# START OF DATA FOR PROCESSING

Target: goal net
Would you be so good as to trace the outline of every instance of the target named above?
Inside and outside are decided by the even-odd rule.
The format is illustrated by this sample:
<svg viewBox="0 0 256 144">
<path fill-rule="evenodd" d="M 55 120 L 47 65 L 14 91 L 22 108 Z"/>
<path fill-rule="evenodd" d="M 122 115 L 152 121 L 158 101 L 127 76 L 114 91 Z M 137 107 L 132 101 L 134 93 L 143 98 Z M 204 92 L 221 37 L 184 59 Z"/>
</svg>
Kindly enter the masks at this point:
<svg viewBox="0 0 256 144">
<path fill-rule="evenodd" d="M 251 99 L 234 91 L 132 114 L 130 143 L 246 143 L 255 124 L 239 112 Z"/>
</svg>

# END OF DATA FOR PROCESSING

## REQUIREMENT:
Copy out the data above, substituting "basketball hoop" for "goal net" and leaving everything else as it is.

## SOLUTION FOR THIS TASK:
Target: basketball hoop
Would you be so good as to trace the outline of every instance of the target named above?
Inside and outside are decided by the even-odd rule.
The format is illustrated by this sample:
<svg viewBox="0 0 256 144">
<path fill-rule="evenodd" d="M 55 120 L 47 65 L 14 91 L 22 108 Z"/>
<path fill-rule="evenodd" d="M 122 115 L 152 121 L 158 101 L 127 76 L 114 91 Z M 137 107 L 132 101 L 134 93 L 143 98 Z M 204 92 L 221 37 L 184 59 Z"/>
</svg>
Kindly enter the masks at this point:
<svg viewBox="0 0 256 144">
<path fill-rule="evenodd" d="M 251 99 L 234 91 L 132 114 L 130 143 L 246 143 L 255 124 L 239 112 Z"/>
</svg>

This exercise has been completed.